### WHAT YOU ARE ASKED TO DO
From the entries below, copy every line where the string "cluster" appears.

Start of SUPPLIED DATA

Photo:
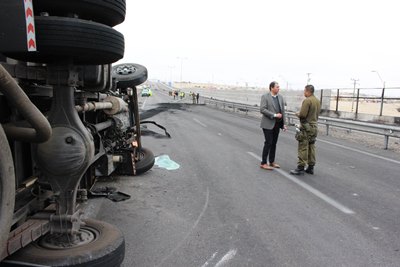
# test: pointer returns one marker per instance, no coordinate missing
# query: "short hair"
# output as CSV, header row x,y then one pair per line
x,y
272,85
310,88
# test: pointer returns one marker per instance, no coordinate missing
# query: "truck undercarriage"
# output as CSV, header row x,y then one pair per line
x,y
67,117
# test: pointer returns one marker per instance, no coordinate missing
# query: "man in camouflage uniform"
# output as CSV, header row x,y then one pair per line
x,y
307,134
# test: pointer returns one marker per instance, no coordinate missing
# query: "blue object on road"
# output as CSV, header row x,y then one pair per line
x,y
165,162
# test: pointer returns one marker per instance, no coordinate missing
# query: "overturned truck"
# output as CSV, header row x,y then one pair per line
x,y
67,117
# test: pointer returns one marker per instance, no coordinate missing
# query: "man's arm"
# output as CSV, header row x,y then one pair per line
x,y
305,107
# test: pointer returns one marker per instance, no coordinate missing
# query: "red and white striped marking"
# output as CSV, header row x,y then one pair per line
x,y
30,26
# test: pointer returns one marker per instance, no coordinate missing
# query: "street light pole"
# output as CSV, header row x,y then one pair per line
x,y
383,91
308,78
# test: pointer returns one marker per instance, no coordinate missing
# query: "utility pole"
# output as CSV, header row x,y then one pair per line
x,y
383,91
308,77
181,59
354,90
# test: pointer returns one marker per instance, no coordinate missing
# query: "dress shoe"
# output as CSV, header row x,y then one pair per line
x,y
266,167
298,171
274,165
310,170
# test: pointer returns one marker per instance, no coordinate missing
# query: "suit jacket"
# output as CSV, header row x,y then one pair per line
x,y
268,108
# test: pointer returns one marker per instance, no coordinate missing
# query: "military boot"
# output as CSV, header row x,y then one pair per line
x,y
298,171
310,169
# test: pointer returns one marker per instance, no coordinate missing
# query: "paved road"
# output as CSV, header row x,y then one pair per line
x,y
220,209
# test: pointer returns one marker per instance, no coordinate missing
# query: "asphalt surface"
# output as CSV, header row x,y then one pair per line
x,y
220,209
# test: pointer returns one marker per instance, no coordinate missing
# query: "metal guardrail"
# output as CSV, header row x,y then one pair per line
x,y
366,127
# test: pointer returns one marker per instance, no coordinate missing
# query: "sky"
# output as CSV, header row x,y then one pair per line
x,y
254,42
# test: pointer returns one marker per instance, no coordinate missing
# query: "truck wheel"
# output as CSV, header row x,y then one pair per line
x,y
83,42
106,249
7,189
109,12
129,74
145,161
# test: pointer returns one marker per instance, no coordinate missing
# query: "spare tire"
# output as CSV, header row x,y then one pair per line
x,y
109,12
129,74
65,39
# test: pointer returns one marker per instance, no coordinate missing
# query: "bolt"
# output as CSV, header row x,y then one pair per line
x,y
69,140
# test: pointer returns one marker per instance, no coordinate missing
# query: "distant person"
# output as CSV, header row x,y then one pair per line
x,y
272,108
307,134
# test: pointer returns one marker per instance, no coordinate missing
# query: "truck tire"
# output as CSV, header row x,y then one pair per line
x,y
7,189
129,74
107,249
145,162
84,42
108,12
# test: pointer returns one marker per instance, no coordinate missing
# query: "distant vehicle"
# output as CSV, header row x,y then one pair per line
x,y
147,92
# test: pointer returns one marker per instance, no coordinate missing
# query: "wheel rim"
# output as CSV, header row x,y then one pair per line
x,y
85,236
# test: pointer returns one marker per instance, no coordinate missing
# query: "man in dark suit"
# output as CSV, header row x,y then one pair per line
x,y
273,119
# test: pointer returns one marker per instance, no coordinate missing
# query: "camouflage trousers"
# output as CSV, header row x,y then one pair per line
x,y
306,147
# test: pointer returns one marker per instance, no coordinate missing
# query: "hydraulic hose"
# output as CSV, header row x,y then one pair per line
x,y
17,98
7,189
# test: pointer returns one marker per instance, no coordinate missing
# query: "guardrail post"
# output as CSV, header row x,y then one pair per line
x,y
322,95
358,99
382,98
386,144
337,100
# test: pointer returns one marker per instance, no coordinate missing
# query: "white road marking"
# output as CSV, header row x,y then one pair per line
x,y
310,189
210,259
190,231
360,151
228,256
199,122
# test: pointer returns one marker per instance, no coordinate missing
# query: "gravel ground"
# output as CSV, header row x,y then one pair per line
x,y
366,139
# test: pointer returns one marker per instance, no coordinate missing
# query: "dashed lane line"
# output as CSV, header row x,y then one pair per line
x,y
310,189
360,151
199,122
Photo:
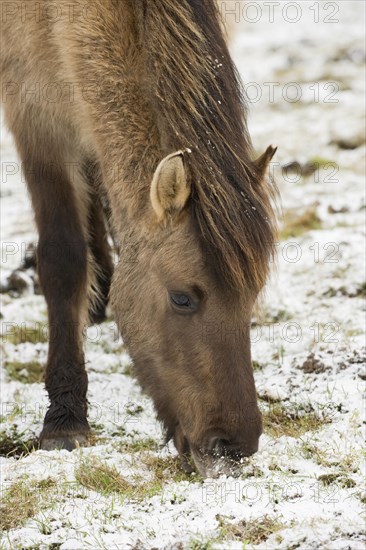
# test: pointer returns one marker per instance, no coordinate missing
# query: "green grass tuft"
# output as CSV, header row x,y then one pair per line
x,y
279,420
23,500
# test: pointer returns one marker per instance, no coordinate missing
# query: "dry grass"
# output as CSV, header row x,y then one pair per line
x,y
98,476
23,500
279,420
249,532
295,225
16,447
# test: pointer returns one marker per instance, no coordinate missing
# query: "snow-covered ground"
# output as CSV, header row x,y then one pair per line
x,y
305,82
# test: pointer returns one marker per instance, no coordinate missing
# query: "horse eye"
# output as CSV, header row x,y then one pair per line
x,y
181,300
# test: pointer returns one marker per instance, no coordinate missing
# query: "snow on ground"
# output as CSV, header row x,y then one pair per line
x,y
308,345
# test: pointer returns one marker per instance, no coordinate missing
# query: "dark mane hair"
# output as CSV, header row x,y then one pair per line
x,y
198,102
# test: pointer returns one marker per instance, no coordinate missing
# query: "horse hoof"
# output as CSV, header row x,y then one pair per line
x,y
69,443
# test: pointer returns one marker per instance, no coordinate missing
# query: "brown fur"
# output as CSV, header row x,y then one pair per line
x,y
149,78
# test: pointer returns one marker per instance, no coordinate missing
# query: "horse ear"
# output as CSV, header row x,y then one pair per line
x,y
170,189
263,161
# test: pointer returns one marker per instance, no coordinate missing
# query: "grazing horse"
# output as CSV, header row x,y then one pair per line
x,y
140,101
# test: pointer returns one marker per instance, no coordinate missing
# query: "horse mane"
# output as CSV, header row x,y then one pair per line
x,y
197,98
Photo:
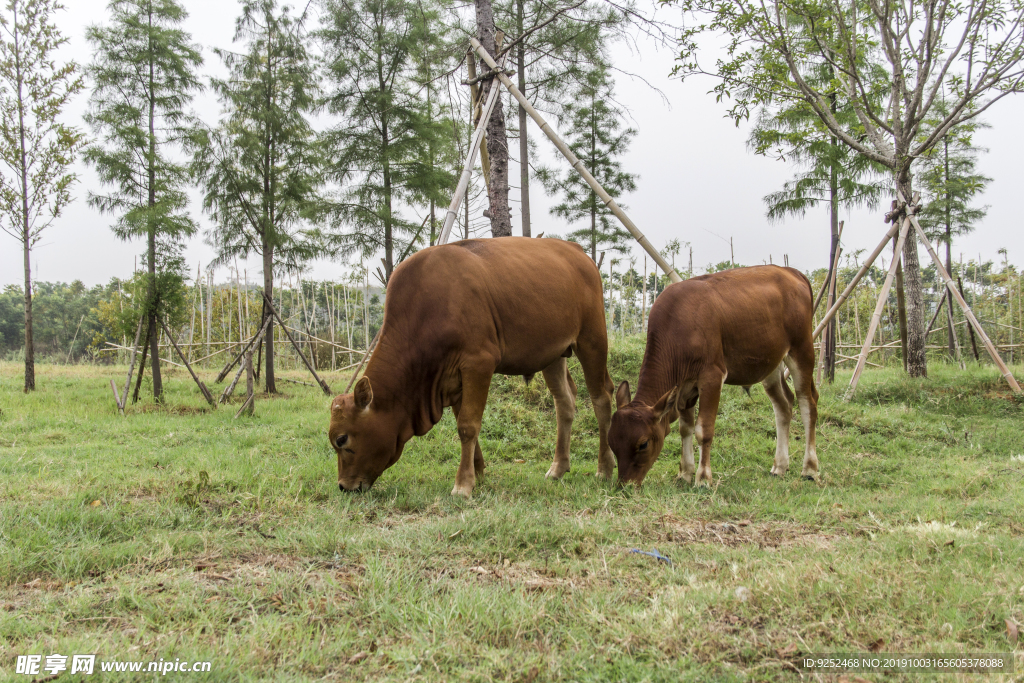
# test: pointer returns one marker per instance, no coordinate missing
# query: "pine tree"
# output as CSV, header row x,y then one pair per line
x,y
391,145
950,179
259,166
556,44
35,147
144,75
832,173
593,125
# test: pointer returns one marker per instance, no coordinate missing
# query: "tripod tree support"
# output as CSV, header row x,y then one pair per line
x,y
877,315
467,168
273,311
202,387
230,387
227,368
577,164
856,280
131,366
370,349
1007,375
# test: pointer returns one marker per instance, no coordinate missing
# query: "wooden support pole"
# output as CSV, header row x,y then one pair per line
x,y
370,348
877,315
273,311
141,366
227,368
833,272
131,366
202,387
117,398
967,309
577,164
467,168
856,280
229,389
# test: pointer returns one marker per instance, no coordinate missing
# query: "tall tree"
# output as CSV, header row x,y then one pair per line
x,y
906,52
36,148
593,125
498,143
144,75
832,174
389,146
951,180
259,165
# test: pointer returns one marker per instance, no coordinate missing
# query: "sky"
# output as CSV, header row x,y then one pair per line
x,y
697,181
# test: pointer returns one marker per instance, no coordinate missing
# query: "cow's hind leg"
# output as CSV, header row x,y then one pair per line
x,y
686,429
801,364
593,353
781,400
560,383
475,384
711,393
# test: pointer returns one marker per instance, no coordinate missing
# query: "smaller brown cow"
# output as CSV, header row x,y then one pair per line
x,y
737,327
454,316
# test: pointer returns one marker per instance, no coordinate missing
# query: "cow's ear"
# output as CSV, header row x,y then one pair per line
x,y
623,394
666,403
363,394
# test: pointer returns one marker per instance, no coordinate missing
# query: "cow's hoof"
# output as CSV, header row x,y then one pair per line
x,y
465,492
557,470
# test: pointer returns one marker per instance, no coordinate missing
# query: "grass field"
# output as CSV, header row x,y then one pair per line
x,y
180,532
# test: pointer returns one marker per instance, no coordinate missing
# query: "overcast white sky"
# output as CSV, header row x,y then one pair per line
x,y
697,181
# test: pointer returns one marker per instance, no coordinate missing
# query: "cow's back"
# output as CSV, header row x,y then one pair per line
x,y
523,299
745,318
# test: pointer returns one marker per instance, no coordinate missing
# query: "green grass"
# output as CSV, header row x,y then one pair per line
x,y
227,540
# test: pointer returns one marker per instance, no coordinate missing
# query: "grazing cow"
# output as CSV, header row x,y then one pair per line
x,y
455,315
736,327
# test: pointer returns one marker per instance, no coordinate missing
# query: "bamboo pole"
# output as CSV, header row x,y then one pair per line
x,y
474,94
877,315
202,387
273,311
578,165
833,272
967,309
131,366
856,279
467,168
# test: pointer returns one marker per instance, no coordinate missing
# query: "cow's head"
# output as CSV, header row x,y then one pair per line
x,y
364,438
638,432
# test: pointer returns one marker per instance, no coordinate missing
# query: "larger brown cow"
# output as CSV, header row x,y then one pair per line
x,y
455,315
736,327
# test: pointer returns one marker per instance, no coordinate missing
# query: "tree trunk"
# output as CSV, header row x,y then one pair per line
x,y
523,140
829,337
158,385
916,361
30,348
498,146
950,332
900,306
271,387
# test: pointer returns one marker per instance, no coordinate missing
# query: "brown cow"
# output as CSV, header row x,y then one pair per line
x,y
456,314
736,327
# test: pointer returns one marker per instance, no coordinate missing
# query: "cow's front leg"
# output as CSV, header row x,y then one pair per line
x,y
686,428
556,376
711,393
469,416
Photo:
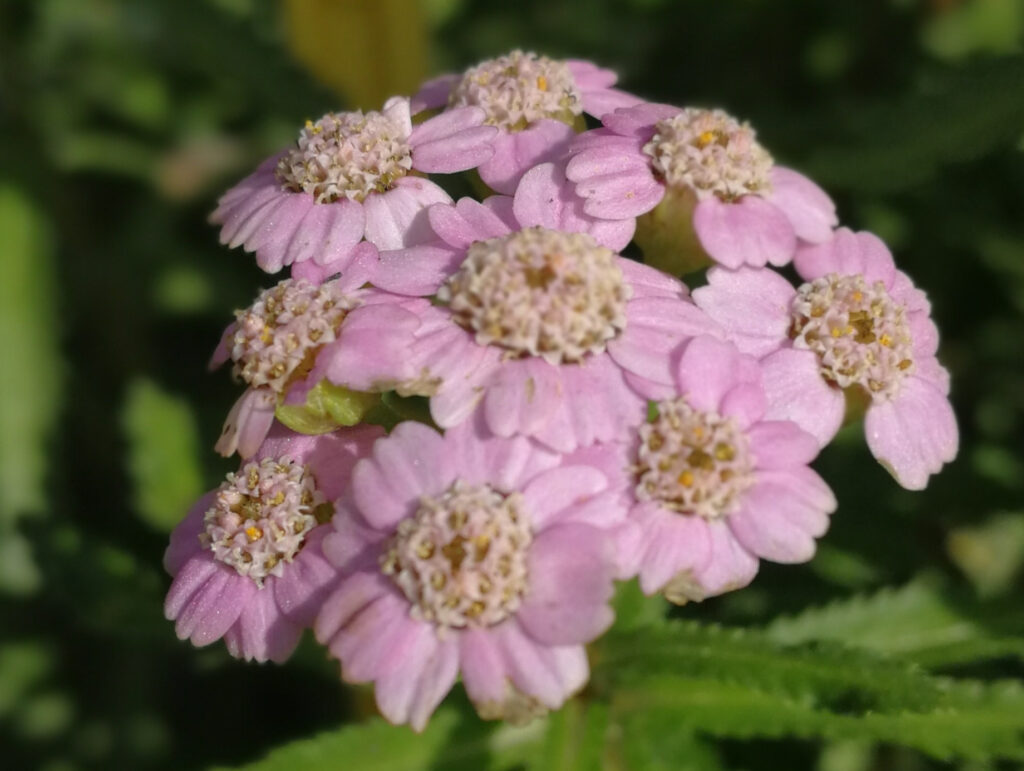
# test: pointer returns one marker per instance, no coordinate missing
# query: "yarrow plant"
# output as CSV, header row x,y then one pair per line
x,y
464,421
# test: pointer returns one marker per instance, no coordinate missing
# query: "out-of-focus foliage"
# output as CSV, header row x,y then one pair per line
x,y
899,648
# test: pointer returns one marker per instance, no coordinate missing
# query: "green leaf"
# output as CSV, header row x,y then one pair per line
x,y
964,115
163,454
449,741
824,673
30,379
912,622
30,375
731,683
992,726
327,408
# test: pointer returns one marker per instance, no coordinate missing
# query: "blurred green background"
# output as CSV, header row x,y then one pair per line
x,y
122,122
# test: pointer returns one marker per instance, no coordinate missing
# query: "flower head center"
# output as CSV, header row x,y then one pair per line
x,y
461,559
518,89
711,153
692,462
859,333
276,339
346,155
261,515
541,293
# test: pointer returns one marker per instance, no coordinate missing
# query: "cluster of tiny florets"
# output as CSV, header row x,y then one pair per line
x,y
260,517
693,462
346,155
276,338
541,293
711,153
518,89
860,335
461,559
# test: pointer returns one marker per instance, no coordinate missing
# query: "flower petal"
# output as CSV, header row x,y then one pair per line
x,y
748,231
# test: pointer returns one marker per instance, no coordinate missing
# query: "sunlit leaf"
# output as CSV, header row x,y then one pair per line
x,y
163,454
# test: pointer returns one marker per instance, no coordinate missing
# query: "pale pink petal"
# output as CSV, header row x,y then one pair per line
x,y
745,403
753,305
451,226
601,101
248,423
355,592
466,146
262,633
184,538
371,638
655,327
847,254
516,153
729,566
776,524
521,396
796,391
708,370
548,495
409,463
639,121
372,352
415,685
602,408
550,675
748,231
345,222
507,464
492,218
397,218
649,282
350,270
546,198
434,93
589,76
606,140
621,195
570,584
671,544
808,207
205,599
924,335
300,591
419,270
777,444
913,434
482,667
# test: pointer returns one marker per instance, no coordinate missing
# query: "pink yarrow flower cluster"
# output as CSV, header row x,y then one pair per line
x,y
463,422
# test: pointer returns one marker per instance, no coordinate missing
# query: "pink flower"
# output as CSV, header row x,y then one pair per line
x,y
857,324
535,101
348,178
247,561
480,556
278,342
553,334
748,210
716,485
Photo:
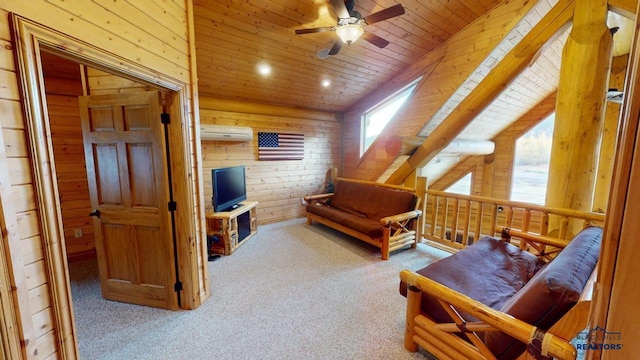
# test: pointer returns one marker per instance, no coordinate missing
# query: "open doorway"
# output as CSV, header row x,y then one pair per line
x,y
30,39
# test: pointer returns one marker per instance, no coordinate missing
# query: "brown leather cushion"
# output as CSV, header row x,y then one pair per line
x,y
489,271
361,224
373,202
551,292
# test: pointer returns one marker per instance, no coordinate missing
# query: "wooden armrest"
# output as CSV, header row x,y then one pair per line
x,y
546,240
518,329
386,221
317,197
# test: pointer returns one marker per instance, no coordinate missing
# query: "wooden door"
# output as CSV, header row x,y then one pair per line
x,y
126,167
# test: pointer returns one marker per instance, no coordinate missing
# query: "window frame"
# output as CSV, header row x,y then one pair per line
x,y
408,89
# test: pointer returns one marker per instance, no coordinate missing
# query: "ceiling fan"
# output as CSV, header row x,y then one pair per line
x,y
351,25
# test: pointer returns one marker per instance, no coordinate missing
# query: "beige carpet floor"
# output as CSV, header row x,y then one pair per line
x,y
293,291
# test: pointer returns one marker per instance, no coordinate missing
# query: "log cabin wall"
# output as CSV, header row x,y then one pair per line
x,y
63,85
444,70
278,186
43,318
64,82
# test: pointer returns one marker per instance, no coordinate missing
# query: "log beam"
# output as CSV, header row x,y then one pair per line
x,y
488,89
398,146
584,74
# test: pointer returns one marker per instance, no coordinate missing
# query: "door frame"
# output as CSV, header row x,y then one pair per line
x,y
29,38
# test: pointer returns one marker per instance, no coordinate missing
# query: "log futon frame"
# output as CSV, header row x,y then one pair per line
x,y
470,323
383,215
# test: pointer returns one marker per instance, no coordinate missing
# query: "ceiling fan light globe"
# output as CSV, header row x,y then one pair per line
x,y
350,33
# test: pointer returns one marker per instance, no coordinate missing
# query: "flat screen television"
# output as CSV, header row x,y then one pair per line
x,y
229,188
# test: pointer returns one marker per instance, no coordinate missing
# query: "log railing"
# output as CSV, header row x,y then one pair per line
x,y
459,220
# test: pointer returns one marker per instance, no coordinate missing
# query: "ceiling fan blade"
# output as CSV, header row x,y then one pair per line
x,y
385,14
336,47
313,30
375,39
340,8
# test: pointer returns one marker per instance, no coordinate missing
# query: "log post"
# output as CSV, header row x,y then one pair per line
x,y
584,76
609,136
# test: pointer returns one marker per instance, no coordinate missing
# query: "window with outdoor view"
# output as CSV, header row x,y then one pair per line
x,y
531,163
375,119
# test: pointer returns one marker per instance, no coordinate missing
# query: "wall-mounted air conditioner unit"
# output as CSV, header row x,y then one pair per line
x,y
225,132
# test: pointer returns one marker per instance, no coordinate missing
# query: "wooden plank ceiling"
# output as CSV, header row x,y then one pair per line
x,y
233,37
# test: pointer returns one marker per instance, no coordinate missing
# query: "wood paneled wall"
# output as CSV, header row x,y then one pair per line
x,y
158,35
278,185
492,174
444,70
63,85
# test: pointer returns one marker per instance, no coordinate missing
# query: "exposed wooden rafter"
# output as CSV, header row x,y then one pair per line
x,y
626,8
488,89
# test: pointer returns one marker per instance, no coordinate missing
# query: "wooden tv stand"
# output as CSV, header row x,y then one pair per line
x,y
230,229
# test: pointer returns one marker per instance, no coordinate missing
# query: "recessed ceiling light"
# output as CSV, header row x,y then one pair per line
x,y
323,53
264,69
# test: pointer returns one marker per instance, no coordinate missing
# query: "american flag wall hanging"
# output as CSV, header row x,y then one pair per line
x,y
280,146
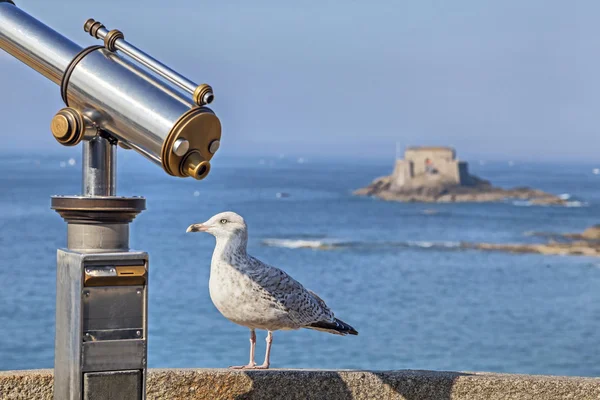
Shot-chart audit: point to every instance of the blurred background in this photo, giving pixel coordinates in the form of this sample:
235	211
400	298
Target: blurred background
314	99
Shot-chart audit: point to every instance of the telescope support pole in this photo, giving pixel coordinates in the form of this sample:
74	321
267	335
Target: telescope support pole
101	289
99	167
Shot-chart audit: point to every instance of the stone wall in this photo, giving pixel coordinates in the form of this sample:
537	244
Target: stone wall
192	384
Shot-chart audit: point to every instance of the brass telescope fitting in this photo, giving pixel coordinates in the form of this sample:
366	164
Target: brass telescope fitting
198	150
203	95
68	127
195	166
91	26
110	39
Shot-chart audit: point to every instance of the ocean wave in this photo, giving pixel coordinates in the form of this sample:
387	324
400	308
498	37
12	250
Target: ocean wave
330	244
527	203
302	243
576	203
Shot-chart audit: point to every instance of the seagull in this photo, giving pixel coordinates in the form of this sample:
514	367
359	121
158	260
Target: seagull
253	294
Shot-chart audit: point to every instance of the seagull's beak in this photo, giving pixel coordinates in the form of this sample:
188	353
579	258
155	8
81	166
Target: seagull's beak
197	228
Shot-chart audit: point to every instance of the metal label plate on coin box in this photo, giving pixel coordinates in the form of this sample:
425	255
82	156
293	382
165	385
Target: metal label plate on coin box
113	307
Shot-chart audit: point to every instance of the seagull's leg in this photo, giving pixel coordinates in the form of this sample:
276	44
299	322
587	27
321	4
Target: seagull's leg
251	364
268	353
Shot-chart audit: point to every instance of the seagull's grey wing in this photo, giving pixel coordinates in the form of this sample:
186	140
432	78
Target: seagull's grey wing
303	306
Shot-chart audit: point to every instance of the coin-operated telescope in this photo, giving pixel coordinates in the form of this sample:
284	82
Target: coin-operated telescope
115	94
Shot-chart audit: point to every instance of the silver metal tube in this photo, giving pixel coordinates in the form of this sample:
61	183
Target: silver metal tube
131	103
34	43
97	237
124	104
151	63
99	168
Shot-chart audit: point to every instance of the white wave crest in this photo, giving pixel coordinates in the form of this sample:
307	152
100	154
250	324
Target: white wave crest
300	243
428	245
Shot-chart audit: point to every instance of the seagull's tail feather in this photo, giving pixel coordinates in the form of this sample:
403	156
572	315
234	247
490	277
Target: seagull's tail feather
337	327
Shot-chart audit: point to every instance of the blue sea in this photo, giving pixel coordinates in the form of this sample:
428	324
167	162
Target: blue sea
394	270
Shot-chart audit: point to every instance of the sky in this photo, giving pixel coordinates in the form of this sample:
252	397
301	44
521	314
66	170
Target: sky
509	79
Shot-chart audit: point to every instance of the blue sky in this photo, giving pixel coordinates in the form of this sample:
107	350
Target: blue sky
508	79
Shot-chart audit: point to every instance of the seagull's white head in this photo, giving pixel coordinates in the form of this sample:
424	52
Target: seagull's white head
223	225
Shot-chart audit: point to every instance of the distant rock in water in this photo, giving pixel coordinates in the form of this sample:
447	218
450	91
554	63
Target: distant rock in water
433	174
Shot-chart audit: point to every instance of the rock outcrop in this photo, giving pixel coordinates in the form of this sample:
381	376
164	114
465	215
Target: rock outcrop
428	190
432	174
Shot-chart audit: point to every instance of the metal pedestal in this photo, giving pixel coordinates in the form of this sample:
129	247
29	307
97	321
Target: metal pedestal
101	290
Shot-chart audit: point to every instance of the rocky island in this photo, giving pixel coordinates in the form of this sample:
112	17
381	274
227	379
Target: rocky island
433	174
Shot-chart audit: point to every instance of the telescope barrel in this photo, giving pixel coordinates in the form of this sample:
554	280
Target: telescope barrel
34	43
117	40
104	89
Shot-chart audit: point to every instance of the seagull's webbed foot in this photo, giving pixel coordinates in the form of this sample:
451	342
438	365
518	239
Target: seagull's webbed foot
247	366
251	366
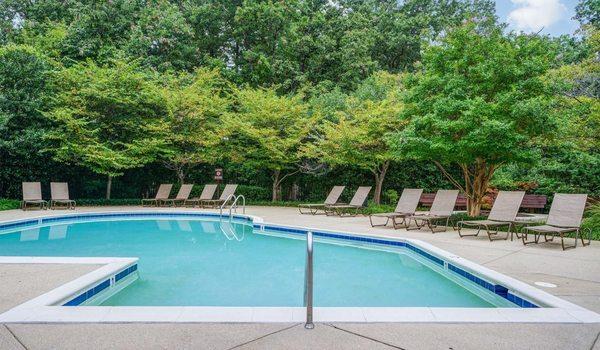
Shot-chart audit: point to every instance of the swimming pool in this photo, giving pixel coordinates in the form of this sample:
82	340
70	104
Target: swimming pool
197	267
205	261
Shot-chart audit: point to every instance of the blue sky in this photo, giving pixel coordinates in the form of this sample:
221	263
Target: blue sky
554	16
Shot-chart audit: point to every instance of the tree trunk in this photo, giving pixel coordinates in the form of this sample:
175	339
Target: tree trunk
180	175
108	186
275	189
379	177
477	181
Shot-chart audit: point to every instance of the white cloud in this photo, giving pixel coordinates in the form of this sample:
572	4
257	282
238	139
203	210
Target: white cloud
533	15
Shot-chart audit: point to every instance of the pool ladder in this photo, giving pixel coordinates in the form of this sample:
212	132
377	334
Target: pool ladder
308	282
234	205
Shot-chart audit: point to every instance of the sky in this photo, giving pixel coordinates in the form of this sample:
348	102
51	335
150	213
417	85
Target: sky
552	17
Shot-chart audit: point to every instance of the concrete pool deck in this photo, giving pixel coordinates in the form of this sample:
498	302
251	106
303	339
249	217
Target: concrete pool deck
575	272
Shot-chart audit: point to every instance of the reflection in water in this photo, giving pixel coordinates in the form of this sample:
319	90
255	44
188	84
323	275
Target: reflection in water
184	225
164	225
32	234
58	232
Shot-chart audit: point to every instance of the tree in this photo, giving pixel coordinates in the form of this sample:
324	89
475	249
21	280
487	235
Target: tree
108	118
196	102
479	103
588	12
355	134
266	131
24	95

End of SUPPLIED DATA

### SOLVED EXERCISE
# query: "cluster of tiny florets"
# query: "pink yarrow flower cluster"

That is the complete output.